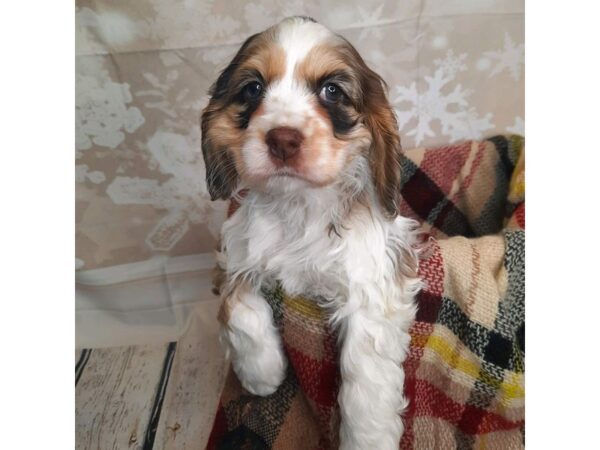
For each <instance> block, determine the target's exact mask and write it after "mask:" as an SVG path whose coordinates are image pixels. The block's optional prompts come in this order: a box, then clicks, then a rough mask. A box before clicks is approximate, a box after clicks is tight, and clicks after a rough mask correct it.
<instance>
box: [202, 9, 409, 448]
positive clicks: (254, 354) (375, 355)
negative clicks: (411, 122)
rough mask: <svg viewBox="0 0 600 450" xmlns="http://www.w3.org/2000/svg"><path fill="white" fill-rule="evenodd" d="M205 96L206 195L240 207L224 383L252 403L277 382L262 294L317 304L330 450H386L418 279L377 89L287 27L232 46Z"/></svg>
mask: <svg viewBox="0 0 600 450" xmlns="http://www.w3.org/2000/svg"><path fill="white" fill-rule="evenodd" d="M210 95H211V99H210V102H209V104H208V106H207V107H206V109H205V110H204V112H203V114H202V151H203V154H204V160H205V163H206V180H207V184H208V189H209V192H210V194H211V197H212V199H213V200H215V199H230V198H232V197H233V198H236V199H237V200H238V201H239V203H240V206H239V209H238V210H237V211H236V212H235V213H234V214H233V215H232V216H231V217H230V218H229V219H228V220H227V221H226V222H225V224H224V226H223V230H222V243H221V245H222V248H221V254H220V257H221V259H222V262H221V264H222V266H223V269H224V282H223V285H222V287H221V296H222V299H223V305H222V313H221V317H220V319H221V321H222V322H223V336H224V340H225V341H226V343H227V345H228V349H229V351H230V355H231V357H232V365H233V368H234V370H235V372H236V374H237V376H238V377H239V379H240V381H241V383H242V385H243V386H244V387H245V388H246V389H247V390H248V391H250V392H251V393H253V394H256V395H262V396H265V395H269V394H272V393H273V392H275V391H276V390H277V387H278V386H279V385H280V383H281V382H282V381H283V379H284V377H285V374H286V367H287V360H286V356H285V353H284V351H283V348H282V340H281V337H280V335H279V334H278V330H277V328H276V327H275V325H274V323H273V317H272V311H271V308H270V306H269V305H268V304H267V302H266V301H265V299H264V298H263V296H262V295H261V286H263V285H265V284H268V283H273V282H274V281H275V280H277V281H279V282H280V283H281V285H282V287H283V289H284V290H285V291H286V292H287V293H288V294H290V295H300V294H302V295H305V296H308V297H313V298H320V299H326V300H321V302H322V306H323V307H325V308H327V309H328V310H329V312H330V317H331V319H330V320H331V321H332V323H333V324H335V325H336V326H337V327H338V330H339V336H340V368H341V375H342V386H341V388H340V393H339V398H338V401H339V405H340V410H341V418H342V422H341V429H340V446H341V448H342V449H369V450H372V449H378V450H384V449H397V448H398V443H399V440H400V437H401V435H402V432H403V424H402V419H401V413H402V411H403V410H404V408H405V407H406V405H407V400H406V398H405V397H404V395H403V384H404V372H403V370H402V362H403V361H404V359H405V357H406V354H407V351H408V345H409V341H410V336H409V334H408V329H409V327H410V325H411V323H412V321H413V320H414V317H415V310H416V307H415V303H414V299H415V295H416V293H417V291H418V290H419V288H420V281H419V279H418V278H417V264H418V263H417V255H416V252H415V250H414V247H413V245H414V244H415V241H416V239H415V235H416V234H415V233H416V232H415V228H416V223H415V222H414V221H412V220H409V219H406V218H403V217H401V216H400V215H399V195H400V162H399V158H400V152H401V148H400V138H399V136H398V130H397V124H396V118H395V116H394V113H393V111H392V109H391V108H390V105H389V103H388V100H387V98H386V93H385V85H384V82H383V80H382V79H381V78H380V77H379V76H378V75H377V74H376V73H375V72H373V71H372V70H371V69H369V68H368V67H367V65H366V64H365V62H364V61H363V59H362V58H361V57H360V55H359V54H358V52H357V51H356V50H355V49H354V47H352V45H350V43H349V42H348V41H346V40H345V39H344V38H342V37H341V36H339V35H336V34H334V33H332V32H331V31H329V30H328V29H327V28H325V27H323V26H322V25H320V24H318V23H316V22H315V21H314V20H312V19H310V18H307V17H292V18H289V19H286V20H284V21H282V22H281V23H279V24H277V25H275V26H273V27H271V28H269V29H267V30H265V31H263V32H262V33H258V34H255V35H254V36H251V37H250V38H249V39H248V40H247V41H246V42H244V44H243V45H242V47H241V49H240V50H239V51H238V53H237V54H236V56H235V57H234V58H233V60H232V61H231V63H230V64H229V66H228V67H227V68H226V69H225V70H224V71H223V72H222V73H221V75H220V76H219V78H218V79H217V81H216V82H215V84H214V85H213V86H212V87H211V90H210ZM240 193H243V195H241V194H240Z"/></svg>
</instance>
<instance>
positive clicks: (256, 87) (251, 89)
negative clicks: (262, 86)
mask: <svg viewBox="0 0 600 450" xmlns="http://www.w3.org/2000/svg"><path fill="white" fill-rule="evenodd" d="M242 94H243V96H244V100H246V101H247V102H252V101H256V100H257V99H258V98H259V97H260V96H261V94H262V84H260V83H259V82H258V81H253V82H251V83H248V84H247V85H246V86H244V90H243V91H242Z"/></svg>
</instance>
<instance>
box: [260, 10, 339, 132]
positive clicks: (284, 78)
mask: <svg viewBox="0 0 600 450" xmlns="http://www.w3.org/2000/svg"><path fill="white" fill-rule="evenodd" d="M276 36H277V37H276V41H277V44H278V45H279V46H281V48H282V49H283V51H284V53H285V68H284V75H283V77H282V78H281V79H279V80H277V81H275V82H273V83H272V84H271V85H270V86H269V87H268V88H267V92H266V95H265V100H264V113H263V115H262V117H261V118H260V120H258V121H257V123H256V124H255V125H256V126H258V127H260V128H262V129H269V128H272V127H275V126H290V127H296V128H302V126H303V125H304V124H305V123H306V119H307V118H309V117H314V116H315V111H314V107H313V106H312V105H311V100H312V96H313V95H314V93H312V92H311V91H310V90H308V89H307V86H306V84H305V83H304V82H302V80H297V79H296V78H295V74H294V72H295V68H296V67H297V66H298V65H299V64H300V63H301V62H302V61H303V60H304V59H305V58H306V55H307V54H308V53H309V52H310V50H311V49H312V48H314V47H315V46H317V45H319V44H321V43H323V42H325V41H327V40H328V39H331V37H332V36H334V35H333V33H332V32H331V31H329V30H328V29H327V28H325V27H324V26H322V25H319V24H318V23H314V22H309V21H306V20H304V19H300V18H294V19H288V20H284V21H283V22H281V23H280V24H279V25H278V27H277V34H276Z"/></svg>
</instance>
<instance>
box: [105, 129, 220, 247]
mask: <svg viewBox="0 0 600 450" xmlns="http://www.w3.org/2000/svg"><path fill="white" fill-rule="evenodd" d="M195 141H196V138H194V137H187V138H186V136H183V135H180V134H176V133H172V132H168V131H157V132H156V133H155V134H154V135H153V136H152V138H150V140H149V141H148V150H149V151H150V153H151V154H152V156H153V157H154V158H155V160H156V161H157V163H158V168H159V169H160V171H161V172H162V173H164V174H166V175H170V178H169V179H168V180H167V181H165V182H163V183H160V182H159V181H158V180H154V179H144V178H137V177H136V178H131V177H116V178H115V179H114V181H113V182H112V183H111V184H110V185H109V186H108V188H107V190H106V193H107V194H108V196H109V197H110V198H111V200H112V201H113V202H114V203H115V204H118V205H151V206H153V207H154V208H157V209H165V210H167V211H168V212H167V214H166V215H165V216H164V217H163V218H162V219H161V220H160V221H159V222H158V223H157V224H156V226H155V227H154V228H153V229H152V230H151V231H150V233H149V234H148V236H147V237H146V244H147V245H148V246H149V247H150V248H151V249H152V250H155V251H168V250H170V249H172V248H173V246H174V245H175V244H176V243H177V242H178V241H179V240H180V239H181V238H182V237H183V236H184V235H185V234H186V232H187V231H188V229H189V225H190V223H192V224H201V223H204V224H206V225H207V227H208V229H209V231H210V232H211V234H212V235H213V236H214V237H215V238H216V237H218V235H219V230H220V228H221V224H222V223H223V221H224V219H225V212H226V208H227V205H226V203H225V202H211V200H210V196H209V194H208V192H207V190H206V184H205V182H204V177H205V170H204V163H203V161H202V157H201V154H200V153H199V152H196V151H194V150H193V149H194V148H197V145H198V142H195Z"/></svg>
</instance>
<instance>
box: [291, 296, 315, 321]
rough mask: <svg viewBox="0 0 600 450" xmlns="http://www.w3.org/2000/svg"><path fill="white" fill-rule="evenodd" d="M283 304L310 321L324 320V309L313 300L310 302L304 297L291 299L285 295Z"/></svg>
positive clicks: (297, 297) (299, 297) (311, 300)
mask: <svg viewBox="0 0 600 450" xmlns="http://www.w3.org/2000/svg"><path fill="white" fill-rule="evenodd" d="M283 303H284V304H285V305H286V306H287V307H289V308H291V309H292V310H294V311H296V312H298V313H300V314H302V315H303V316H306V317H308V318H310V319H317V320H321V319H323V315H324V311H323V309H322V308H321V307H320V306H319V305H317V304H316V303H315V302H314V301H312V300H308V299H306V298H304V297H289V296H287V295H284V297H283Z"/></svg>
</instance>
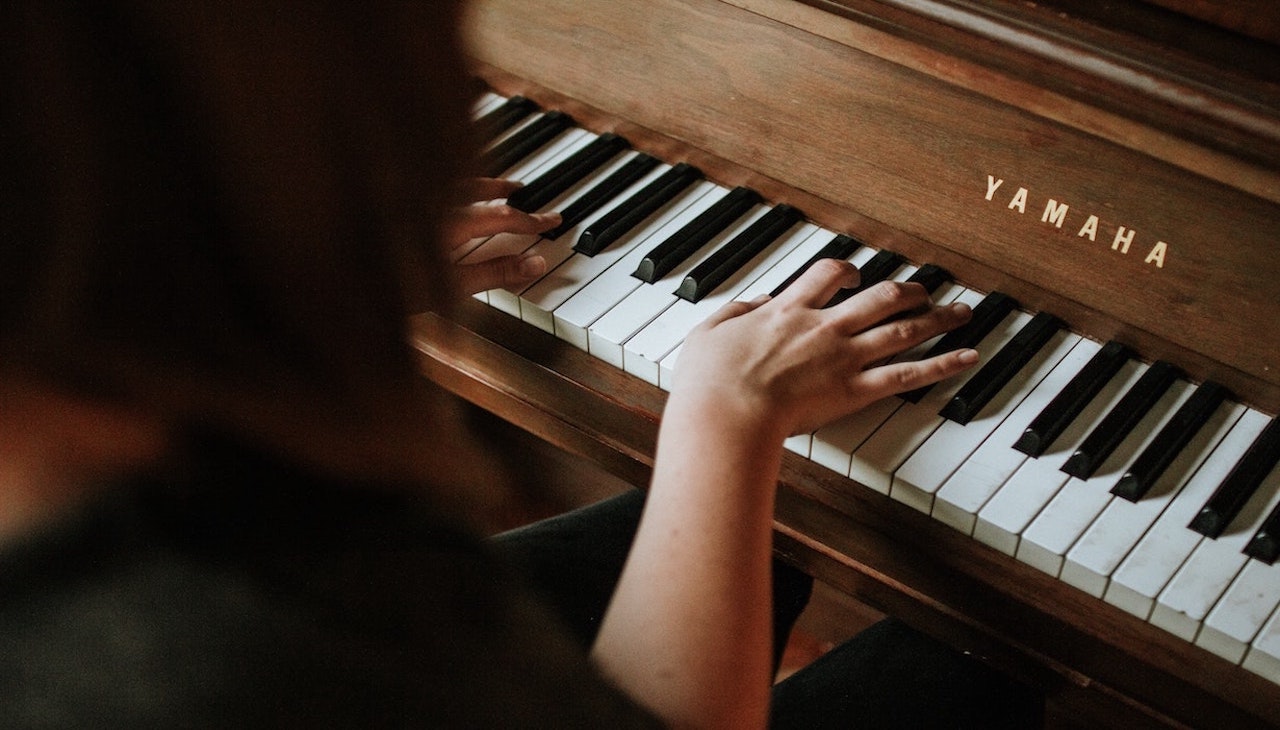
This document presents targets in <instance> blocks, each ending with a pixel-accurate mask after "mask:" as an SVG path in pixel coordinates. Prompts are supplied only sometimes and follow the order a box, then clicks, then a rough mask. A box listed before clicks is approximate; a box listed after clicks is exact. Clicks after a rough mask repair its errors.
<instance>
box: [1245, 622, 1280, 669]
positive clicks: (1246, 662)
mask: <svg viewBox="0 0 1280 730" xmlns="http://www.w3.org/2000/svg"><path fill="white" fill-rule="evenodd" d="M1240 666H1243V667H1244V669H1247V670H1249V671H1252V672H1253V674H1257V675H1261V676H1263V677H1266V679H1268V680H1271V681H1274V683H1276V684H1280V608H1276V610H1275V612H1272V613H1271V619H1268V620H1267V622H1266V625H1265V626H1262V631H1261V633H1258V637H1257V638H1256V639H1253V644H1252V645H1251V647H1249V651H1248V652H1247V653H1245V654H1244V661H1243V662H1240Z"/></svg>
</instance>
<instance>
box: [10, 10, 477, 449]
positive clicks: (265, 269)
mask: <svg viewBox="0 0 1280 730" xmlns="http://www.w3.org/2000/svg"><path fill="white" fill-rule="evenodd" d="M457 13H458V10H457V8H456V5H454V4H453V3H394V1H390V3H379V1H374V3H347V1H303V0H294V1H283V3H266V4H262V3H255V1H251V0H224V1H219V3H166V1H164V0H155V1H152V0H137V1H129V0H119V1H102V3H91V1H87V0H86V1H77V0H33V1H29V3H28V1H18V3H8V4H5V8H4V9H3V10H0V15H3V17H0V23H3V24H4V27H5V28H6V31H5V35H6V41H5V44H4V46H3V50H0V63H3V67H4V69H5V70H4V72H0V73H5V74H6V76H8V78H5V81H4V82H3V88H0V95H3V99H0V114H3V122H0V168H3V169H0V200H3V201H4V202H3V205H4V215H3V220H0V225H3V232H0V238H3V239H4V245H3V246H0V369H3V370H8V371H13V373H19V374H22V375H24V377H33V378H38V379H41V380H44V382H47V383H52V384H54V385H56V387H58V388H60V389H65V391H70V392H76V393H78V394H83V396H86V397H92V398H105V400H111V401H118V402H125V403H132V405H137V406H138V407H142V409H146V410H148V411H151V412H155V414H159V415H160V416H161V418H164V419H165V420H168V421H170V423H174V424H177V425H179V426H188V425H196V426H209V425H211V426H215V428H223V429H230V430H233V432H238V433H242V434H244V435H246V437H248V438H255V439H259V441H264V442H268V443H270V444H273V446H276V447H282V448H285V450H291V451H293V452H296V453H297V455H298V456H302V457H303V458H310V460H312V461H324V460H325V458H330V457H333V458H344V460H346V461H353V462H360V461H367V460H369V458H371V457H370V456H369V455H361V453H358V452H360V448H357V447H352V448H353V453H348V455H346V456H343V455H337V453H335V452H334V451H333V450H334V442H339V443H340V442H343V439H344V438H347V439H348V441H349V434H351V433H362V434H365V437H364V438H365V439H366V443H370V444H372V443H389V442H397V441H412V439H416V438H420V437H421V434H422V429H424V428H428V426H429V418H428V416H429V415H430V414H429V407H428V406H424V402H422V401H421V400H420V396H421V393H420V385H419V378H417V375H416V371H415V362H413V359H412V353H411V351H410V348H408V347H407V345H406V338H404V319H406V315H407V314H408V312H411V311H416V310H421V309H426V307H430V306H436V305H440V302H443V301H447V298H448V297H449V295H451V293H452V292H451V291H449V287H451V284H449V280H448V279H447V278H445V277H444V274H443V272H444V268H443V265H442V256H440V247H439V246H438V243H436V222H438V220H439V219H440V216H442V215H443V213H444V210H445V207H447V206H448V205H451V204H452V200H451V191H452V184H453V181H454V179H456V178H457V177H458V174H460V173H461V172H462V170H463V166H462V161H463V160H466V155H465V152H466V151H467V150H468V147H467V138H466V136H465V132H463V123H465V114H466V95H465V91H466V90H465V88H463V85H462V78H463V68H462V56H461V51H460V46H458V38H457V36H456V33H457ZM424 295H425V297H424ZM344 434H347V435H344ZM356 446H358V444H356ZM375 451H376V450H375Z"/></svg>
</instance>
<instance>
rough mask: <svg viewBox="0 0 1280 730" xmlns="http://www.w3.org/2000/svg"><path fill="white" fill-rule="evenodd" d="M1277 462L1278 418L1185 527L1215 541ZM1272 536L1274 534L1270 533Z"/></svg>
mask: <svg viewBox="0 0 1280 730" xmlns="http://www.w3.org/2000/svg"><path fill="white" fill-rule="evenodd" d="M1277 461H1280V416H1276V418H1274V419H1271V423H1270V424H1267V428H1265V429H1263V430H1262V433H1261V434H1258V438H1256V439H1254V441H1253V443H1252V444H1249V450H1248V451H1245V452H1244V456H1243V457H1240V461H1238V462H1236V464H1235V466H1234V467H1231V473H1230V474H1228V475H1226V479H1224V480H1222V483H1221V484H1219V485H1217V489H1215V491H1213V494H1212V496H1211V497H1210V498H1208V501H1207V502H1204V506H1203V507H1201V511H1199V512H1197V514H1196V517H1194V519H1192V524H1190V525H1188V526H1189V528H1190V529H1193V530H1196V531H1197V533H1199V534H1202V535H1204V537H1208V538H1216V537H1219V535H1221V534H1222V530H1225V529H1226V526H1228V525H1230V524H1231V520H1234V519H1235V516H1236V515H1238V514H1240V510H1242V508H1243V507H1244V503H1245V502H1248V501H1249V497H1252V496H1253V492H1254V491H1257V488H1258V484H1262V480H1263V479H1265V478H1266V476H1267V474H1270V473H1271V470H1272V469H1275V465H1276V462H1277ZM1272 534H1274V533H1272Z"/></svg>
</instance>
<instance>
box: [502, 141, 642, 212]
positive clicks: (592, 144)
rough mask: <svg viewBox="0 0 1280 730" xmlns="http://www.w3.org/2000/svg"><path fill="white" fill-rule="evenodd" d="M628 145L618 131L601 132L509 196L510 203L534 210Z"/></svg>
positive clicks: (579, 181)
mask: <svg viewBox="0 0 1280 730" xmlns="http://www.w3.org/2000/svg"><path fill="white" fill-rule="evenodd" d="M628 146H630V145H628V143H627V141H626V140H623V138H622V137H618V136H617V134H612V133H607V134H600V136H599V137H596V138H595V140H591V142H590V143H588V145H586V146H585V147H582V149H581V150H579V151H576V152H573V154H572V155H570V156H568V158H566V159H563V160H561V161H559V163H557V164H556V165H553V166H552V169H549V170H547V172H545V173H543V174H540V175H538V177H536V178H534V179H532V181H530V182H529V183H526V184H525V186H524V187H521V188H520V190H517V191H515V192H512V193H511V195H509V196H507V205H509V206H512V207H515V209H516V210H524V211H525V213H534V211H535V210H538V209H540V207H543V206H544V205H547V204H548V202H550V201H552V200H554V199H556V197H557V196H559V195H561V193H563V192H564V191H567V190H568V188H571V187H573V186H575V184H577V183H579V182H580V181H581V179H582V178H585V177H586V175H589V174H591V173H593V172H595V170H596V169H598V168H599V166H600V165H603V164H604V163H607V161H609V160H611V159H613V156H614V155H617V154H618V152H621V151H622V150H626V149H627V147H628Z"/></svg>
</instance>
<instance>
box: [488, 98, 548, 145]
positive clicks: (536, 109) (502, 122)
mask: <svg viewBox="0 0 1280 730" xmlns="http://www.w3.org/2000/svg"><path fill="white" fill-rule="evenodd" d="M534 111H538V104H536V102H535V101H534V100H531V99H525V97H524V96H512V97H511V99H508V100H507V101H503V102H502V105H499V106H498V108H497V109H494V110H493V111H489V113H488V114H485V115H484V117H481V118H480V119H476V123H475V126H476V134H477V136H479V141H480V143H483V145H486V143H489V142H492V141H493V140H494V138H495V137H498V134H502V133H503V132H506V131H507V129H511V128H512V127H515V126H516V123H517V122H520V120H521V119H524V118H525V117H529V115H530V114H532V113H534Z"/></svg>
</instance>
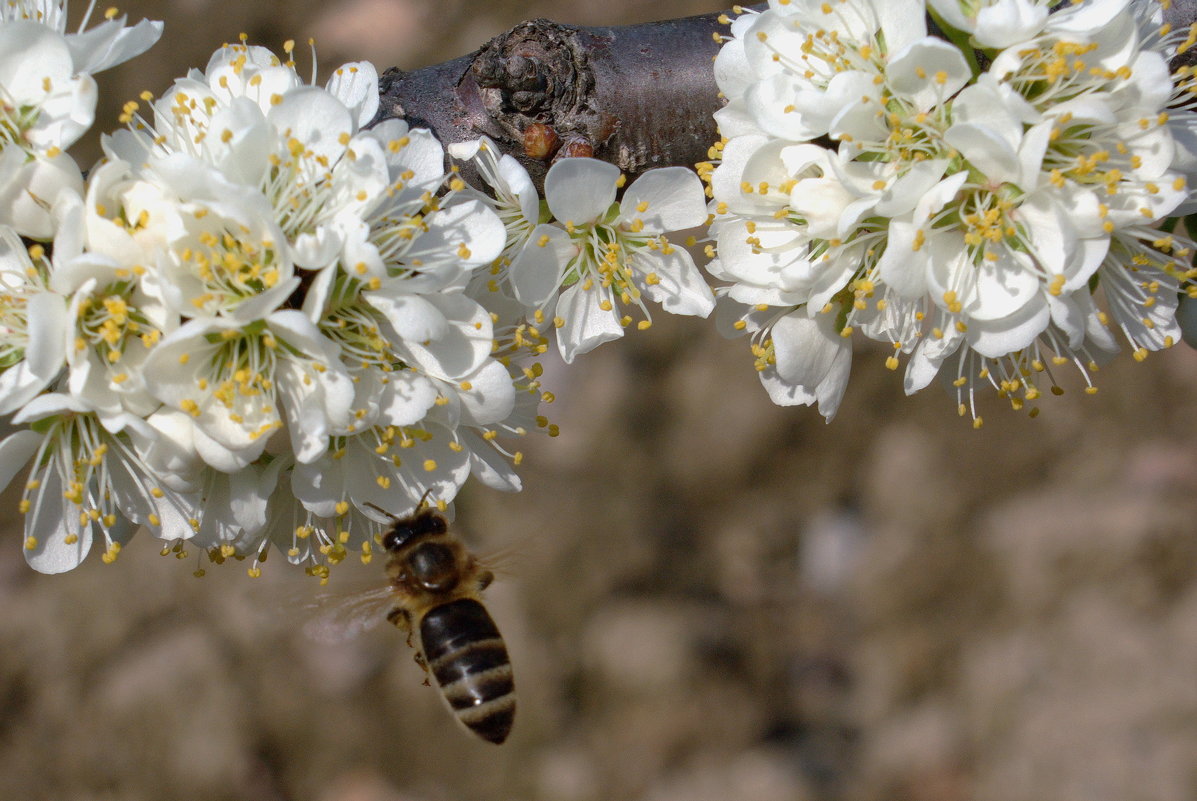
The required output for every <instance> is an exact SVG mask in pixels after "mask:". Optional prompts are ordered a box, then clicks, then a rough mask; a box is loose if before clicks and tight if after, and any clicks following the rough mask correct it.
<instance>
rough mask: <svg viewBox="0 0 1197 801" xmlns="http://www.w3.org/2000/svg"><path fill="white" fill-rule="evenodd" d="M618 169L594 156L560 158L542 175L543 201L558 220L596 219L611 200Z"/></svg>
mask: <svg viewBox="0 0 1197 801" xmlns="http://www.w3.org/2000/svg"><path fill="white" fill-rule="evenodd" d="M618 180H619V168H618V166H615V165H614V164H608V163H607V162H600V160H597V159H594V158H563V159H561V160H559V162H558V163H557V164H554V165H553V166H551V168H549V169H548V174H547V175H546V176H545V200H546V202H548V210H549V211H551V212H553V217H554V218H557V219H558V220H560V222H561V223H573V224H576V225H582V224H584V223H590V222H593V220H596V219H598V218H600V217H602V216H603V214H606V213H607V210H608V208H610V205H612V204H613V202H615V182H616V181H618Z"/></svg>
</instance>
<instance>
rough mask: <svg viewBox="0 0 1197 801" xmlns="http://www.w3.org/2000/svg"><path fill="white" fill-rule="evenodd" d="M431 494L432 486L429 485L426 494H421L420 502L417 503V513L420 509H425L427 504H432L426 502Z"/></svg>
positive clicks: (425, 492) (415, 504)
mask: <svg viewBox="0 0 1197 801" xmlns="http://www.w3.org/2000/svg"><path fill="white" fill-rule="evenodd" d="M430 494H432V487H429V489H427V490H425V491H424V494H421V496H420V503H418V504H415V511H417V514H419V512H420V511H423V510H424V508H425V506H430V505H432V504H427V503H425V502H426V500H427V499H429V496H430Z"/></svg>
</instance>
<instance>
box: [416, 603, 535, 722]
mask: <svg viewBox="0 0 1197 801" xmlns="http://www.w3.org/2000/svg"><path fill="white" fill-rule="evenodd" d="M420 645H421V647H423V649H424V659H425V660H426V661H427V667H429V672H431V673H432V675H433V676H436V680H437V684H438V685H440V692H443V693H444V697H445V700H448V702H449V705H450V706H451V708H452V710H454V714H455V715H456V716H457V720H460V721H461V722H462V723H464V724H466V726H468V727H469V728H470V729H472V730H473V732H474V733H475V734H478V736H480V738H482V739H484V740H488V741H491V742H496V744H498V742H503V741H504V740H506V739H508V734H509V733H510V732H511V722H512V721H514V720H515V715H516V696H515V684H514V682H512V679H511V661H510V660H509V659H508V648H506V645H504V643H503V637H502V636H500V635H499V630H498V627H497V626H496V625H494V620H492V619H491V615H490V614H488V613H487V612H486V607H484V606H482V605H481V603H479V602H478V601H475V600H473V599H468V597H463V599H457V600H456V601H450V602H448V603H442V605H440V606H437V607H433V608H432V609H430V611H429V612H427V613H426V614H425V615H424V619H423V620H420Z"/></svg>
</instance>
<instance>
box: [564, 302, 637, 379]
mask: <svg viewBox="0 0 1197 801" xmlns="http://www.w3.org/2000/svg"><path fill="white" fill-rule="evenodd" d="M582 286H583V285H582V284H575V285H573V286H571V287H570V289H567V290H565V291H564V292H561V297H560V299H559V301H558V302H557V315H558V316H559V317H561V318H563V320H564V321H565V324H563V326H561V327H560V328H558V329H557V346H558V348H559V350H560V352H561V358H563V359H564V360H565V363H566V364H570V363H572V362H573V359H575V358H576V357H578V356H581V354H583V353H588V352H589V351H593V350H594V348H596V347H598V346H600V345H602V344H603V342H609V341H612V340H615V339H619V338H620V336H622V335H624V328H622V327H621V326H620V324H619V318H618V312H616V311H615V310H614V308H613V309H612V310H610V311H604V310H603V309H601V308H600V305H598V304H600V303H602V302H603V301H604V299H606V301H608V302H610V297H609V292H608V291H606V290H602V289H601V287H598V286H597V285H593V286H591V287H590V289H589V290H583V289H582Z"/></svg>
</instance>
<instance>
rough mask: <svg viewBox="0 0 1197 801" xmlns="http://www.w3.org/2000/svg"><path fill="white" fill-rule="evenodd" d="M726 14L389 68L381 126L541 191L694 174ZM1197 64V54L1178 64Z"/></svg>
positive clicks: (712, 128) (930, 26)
***
== Your goal ==
Copy out every line above that contains the string "negative", matching its case exactly.

== Reply ==
negative clicks: (411, 122)
negative clicks: (262, 86)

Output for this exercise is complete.